Items from a data source:
____

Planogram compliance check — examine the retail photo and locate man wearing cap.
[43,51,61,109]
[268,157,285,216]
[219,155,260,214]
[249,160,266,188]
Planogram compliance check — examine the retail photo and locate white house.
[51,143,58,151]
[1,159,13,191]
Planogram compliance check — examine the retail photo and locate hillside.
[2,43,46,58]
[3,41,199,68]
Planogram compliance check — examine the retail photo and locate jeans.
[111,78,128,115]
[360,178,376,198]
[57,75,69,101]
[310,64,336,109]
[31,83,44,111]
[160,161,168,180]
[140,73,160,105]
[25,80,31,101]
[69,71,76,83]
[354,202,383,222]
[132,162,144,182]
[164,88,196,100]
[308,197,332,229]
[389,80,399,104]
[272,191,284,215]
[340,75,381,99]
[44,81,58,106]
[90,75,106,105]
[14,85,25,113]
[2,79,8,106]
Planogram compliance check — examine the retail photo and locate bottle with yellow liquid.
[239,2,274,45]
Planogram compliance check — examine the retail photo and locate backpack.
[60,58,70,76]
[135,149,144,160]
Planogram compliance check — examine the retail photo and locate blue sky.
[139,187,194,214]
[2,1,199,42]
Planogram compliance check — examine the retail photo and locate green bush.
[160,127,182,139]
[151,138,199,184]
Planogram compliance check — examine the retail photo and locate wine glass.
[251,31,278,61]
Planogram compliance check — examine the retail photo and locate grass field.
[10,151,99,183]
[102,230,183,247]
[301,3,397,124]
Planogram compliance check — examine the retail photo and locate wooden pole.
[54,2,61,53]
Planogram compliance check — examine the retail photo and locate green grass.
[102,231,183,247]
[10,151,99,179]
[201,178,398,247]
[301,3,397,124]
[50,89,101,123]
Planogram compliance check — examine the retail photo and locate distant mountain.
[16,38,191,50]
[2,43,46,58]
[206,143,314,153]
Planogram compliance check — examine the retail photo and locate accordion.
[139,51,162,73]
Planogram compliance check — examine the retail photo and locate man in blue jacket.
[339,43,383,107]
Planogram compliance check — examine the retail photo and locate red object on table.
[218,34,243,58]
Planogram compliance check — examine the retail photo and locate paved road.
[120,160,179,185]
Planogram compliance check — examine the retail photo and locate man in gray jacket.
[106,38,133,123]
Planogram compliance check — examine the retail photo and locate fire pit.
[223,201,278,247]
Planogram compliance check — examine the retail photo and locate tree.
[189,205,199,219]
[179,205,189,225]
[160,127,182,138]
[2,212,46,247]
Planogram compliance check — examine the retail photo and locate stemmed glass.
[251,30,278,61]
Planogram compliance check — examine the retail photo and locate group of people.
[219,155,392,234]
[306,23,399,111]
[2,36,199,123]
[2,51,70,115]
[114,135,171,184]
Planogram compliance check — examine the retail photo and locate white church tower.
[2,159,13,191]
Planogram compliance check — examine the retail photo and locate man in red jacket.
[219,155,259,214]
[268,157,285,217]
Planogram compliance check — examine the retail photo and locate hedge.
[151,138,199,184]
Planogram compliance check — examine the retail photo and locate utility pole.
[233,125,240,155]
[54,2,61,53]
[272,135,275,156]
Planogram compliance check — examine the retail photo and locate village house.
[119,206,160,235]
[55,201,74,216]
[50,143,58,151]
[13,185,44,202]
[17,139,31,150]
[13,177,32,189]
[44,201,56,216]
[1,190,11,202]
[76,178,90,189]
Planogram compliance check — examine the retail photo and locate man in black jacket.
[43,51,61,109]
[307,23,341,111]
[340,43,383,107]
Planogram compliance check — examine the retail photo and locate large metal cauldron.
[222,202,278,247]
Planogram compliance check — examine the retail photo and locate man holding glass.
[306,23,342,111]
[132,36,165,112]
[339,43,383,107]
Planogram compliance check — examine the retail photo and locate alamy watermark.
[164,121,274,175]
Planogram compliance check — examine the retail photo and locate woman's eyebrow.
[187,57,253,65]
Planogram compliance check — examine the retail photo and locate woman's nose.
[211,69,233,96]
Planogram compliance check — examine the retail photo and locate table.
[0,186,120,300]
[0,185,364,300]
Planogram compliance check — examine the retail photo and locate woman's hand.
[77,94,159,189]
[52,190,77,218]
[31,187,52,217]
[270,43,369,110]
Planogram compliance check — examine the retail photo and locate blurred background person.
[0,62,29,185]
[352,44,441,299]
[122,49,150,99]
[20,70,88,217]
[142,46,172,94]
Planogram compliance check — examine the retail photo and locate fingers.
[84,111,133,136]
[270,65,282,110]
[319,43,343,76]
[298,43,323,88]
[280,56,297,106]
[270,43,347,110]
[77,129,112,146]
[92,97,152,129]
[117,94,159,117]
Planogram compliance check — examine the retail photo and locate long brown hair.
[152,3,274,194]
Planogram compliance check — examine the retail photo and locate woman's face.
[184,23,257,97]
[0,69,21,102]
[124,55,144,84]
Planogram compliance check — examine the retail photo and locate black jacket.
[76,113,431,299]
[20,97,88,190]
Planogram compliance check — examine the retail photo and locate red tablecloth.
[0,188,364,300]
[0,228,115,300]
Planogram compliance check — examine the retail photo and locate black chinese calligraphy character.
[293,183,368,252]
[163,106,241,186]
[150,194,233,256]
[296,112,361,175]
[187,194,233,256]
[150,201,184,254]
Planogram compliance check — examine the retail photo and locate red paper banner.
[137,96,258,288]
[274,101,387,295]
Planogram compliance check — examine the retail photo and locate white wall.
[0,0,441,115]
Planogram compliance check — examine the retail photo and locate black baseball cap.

____

■ TASK GOAL: Can you copy the records above line for line, without changing anything?

■ EXPECTED OUTPUT:
Planogram compliance check — examine the retail photo and locate man wearing cap.
[43,51,61,109]
[268,157,285,216]
[219,155,260,214]
[249,160,266,188]
Planogram compliance check — examine the retail photo and locate white house.
[51,143,58,151]
[1,159,13,191]
Planogram compliance check — examine the retail photo and locate hillside.
[2,43,46,58]
[3,41,199,68]
Planogram compliance check — examine the retail photo and locate jeans.
[111,78,128,115]
[360,178,376,198]
[57,75,69,101]
[310,64,336,109]
[31,83,44,111]
[160,161,168,180]
[140,73,160,105]
[25,80,31,101]
[69,71,76,83]
[354,202,383,222]
[132,162,144,182]
[164,88,196,100]
[308,197,332,229]
[389,80,399,104]
[272,191,284,215]
[340,75,381,99]
[44,81,58,106]
[90,75,106,105]
[14,85,25,113]
[2,79,8,106]
Planogram compliance check — examine the retail photo and locate bottle with yellow liquid.
[239,2,274,45]
Planogram compliance check — examine the retail photo and locate backpack.
[60,58,70,76]
[135,149,144,160]
Planogram compliance check — examine the retail photo and locate blue sky.
[139,187,194,214]
[2,1,199,42]
Planogram compliance check — examine the retail photo and locate green bush.
[160,127,182,139]
[151,138,199,184]
Planogram compliance check — examine the retail photo and locate wine glass.
[251,31,278,61]
Planogram compliance check — examine the retail photo and locate grass field.
[10,151,99,183]
[102,230,183,247]
[301,3,397,124]
Planogram compliance check — examine the retail photo and locate wooden pole.
[54,2,61,53]
Planogram compliance check — examine the retail photo and locate green grass.
[102,231,183,247]
[10,151,99,179]
[201,178,398,247]
[301,3,397,124]
[50,89,101,123]
Planogram compliance check — examine the retail photo and locate distant mountain.
[16,38,191,50]
[2,43,46,58]
[206,143,314,153]
Planogram compliance check — examine the retail photo and locate accordion.
[139,51,162,73]
Planogram compliance check — examine the retail photo and locate man in blue jacket.
[339,43,383,107]
Planogram compliance check — examine the retail photo and locate red object on table.
[218,34,243,58]
Planogram compliance check — examine the retail photo and locate paved road.
[120,160,179,185]
Planogram compliance check — examine the retail photo and locate man in gray jacket.
[106,38,133,123]
Planogram compliance check — examine the retail photo and locate fire pit.
[223,201,278,247]
Planogram compliance check — examine the retail photo and locate tree.
[189,205,199,219]
[179,205,189,225]
[160,127,182,138]
[2,212,46,247]
Planogram compliance check — examine the retail photo and locate stemmed glass.
[251,30,278,61]
Planogram compliance check — examine the retail photo and locate group of people.
[219,155,392,234]
[306,23,399,111]
[2,36,199,123]
[2,51,70,115]
[114,135,171,184]
Planogram compliance check — examine the retail photo and locate white church tower.
[2,159,13,191]
Planogram compliance check — examine the retail photo and locate man in red jacket.
[219,155,259,214]
[268,157,285,217]
Planogram compliance check — examine the retail photo and locate hedge.
[151,138,199,184]
Planogram compliance check — examine the retail photo and locate utility pole.
[233,125,240,155]
[54,2,61,53]
[272,135,275,156]
Planogram compliance check — examine the retail photo and locate village house.
[119,206,160,235]
[55,201,74,216]
[50,143,58,151]
[13,185,44,202]
[17,139,31,150]
[13,177,32,189]
[44,201,56,216]
[1,190,11,202]
[76,178,90,189]
Planogram compliance check — examine the retail photo and locate man in black jacket.
[43,51,61,109]
[307,23,341,111]
[340,43,383,107]
Planogram compliance check — examine the retail photo and locate large metal cauldron.
[222,202,278,247]
Planogram compliance check — examine the retail photo and locate man holding glass.
[306,23,342,111]
[132,36,165,112]
[339,43,383,107]
Planogram compliance check — examine the retail photo and locate alamy watermark.
[164,121,274,175]
Planogram compliance check — examine the retail photo and locate woman's eyebrow.
[187,57,253,65]
Planogram compliance check — examine the retail photo and locate woman's nose.
[211,69,233,96]
Planogram compliance check — examine the retail photo and locate table.
[0,186,120,300]
[0,185,364,300]
Planogram compliance check — examine the retail photo and locate woman's hand.
[77,94,159,189]
[52,190,77,218]
[31,187,52,217]
[270,43,369,110]
Planogram compliance check — examine the retail photo and locate blurred background person.
[0,62,29,185]
[352,44,441,299]
[122,49,150,99]
[20,70,88,217]
[142,46,172,94]
Planogram compliance check — examine the retail photo and locate fingers.
[84,111,133,136]
[270,65,282,110]
[319,43,343,76]
[298,43,323,88]
[280,56,297,106]
[270,43,347,110]
[77,129,112,146]
[92,97,152,129]
[117,94,159,117]
Planogram compliance check — examine the retail photo and locate long brown hair.
[152,3,274,194]
Planogram compliance check — examine the retail photo and locate woman's face.
[184,23,257,97]
[0,69,21,102]
[124,55,144,84]
Planogram compliance check — examine the retail photo and locate black jacket.
[76,113,431,299]
[20,97,88,190]
Planogram compliance check — examine the retail photo and locate red tablecloth.
[0,188,364,300]
[0,228,115,300]
Planogram compliance check — examine the retail photo and locate black chinese calligraphy character.
[293,183,368,252]
[163,106,241,186]
[150,194,233,256]
[296,112,361,175]
[187,194,233,256]
[150,201,184,254]
Planogram compliance check — examine the retail photo and locate red paper banner.
[137,96,258,288]
[274,101,387,295]
Planogram compliance check — examine the retail photo and locate white wall.
[0,0,441,115]
Planogram compliance check — examine the retail photo and locate black baseball cap.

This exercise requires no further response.